Content starts
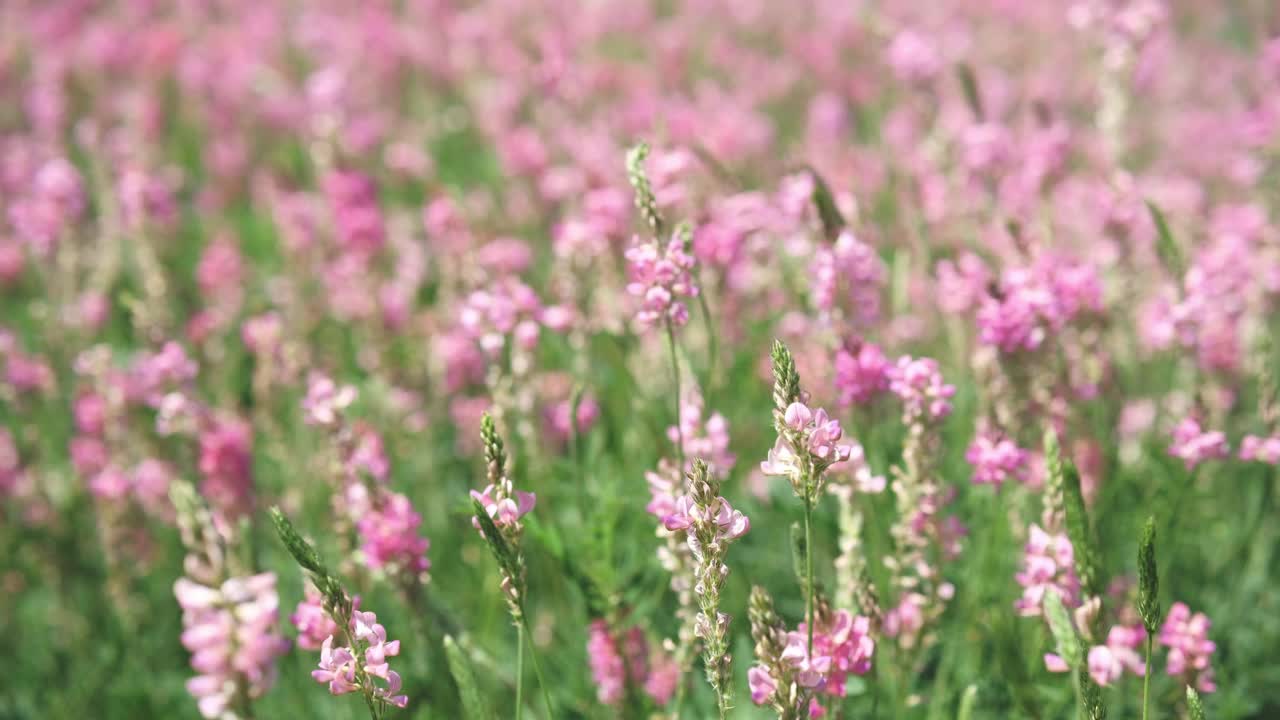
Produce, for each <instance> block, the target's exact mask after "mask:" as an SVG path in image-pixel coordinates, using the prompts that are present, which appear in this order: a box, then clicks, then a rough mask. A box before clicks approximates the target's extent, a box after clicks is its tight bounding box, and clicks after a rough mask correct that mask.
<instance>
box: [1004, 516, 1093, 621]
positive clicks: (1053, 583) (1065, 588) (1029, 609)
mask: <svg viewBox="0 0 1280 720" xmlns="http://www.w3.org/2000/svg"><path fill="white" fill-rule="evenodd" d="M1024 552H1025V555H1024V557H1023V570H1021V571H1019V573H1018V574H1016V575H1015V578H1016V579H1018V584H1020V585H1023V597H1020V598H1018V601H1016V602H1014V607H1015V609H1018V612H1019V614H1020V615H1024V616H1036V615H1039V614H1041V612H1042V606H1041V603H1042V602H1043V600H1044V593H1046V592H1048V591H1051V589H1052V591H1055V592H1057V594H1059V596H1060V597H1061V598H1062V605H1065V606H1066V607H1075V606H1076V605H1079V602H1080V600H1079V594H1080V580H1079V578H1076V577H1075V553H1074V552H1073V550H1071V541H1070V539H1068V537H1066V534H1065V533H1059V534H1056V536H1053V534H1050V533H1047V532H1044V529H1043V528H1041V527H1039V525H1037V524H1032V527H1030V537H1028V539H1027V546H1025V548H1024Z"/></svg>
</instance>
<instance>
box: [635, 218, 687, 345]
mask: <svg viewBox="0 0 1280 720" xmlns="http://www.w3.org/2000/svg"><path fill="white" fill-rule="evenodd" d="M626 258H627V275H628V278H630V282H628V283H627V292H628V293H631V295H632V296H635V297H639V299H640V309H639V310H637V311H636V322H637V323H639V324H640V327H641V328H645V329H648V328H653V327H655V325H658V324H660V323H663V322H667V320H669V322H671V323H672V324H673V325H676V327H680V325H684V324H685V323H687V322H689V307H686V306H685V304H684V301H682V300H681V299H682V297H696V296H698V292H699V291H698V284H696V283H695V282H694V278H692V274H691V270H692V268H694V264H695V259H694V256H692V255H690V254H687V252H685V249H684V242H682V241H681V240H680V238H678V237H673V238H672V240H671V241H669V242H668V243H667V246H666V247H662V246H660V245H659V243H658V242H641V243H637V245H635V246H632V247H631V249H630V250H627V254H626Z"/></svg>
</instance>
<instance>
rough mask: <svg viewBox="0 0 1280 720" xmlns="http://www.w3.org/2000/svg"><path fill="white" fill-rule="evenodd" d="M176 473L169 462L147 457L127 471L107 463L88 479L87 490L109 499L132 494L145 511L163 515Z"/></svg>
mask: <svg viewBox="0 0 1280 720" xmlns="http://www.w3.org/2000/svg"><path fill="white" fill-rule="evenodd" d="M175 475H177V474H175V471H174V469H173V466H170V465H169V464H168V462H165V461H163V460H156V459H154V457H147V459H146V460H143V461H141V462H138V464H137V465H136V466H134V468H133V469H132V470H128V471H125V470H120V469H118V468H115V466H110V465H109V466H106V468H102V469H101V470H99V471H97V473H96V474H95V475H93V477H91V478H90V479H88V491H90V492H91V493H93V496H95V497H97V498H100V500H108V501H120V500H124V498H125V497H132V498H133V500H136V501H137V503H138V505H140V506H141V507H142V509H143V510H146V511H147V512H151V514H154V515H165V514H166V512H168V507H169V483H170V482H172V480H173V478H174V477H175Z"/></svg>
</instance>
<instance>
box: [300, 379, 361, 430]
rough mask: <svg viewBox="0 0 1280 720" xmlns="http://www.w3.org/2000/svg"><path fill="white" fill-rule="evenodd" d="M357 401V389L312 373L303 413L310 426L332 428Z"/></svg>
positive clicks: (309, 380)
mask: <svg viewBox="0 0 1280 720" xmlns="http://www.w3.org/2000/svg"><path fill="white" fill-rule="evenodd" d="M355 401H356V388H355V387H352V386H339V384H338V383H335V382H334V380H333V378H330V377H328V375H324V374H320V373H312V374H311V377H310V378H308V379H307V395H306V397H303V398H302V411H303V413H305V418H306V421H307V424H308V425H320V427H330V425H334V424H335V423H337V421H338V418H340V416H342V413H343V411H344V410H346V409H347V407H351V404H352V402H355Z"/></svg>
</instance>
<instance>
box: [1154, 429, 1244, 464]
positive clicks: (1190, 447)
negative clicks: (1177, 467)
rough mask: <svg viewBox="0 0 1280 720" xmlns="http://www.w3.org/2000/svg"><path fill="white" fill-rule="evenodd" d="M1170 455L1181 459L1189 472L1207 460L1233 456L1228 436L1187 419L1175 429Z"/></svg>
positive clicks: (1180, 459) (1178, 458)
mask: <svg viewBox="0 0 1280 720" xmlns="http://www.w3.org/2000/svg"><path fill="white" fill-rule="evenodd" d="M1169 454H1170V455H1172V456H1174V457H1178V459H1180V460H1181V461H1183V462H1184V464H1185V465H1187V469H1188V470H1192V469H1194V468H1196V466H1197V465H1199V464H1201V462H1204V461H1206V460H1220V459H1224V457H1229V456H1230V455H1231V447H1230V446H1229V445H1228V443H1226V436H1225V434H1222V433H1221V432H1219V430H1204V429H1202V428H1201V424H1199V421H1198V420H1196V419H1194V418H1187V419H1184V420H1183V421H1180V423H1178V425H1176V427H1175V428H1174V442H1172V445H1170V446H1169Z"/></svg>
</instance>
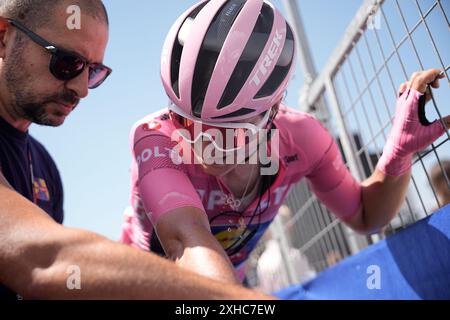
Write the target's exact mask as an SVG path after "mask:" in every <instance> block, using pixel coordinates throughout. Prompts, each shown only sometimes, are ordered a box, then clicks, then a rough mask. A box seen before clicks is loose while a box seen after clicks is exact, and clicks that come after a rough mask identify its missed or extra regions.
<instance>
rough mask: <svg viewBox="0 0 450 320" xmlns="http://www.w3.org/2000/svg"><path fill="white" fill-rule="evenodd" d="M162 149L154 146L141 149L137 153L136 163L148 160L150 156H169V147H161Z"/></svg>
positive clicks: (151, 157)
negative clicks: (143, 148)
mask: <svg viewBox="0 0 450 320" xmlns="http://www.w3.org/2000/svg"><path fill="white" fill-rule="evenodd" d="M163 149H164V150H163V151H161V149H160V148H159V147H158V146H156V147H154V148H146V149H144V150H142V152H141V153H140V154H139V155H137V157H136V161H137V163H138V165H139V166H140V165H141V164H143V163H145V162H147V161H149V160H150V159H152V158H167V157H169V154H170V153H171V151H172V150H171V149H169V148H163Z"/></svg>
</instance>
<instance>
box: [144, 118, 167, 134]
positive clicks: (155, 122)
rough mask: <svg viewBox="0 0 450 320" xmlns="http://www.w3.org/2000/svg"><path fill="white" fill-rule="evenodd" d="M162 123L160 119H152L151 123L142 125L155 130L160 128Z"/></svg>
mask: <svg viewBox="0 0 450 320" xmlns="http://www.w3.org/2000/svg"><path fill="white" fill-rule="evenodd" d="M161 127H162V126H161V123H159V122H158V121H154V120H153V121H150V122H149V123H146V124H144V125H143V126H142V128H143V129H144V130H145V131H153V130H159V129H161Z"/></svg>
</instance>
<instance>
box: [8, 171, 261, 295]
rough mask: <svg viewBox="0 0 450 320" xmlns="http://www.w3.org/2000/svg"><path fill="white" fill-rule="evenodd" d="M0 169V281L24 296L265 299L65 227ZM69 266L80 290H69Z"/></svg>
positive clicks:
Content ends
- _WHAT THE TASK ASKS_
All lines from the one with "box: [8, 171, 261, 295]" through the end of the data must be repeated exactly, and nothing else may be repeated.

- _ANSWER SPACE_
box: [8, 171, 261, 295]
rough mask: <svg viewBox="0 0 450 320" xmlns="http://www.w3.org/2000/svg"><path fill="white" fill-rule="evenodd" d="M0 169V281L24 296L265 299L65 227ZM69 266L80 290H69Z"/></svg>
positive clicks:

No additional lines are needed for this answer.